Object position labeling entries:
_ _ _

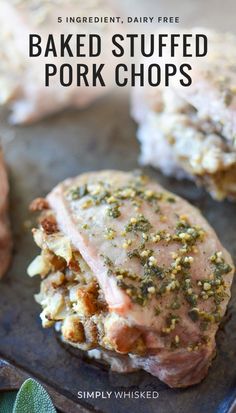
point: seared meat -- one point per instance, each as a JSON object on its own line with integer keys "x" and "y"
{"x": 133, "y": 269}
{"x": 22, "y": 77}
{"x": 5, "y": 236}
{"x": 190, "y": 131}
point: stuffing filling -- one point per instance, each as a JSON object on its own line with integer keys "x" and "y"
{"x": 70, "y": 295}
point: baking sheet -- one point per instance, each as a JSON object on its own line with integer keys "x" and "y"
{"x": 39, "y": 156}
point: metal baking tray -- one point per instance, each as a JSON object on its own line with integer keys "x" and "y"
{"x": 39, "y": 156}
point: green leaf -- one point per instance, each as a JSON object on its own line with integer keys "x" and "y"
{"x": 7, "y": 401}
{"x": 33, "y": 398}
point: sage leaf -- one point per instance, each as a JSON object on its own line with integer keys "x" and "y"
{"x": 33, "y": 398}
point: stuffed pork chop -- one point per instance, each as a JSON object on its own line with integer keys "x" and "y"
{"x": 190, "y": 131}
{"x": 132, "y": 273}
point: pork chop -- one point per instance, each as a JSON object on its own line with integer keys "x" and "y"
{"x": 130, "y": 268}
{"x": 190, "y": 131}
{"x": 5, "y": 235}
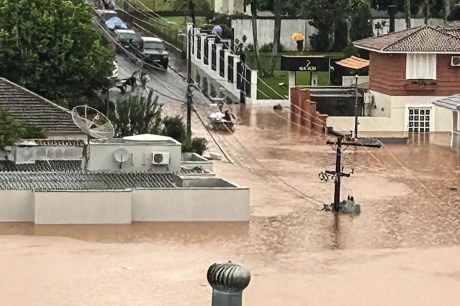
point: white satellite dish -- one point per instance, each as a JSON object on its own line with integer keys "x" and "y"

_ _ _

**The problem**
Format the records from the line containing "point: baking sheet" through the end of the records as a Markdown table with the columns "Row" and "Entry", placing each line in its own numbered row. Omit blank lines and the pictures.

**Exercise response**
| Row | Entry |
|---|---|
| 1 | point: baking sheet -- one point per instance, each as a JSON object on its own line with integer keys "x" and "y" |
| 2 | {"x": 39, "y": 156} |
| 3 | point: metal baking tray -- one point per instance, each as a JSON object on its own line with integer keys "x" and "y" |
| 4 | {"x": 39, "y": 156} |
| 5 | point: green leaf -- one point per instance, each as a JSON object on its own line with integer keys "x" and "y" |
| 6 | {"x": 7, "y": 401} |
| 7 | {"x": 33, "y": 398} |
| 8 | point: sage leaf -- one point per instance, each as a JSON object on its own line with integer keys "x" and "y" |
| 9 | {"x": 33, "y": 398} |
| 10 | point: stuffed pork chop -- one point per instance, each as a JSON object on its own line with integer keys "x" and "y" |
| 11 | {"x": 190, "y": 131} |
| 12 | {"x": 132, "y": 273} |
| 13 | point: pork chop -- one point per instance, each as a JSON object on its own line with integer keys "x" and "y" |
| 14 | {"x": 130, "y": 268} |
| 15 | {"x": 190, "y": 131} |
| 16 | {"x": 5, "y": 235} |
| 17 | point: white satellite dish -- one point per instance, each as a JSON object on its own line with integer keys "x" and "y" |